** START Input rows **

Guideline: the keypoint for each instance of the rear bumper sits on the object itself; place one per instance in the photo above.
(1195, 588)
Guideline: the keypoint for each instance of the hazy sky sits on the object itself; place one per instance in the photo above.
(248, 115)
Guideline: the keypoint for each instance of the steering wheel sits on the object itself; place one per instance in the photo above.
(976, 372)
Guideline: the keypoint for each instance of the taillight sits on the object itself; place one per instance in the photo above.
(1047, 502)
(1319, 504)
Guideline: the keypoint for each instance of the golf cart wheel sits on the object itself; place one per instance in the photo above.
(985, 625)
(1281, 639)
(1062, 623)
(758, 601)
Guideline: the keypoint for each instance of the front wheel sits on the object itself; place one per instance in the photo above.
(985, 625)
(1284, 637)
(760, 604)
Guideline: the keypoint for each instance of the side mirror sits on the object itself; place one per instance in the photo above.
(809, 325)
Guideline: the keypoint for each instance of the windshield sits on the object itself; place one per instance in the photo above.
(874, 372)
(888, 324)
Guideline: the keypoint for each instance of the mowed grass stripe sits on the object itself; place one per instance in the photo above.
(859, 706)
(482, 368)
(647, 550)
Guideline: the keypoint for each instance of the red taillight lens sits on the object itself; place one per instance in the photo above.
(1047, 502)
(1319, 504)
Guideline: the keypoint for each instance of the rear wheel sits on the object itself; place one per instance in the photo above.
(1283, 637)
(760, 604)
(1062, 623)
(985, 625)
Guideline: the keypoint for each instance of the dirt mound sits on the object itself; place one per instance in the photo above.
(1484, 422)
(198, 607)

** END Input rows **

Exercise:
Rewrite all of the material above, swapping each "keypoint" for "reference point" and leaving every other character untouched.

The reply:
Guideline: the reference point for each instance of the rear bumper sits on the object itself; place one per instance in the photo above.
(1195, 588)
Guideline: the reference point for each instance of the hazy sky sits on the object itself; place one per instance in the photo above.
(248, 115)
Guideline: the reference point for each instance of the steering wheel sits on the object itself; place one per instance in the photo above.
(976, 372)
Guideline: the reference point for each instance of the taillight sits on the object itself; place one per instance in the photo above.
(1047, 502)
(1319, 504)
Guideline: the reference point for each instance of the golf cart wheel sits on the object itself; place one per instance in the photo above.
(985, 625)
(1281, 639)
(1062, 623)
(758, 601)
Guideline: the reference point for each instance of the front wheel sits on the object itself; place one per instance in the photo above.
(985, 625)
(1284, 637)
(760, 604)
Guideline: the reference point for each instance of the side mirror sits on the object itself; place one per instance in the photo above.
(809, 325)
Guideline: the reference point for each instance of the windshield sits on the object itself; place one per instance in the photo above.
(874, 372)
(888, 324)
Guideline: the reference point for each instance of the mowed grass stripe sits on the object itself; place one per instance in the photo above.
(859, 706)
(482, 368)
(647, 550)
Guideline: the reference point for each instance of the red taillight lens sits on the object itself; place one per instance in the photo above.
(1047, 502)
(1319, 504)
Guideline: the reference point for each instance of the rear wheel sits on the object itself; place one per instance in the photo above.
(1283, 637)
(760, 604)
(1062, 623)
(985, 625)
Guideline: the reference point for each instance of the dirt mound sits on the object itself; place one per instance in the photo above.
(1484, 422)
(198, 607)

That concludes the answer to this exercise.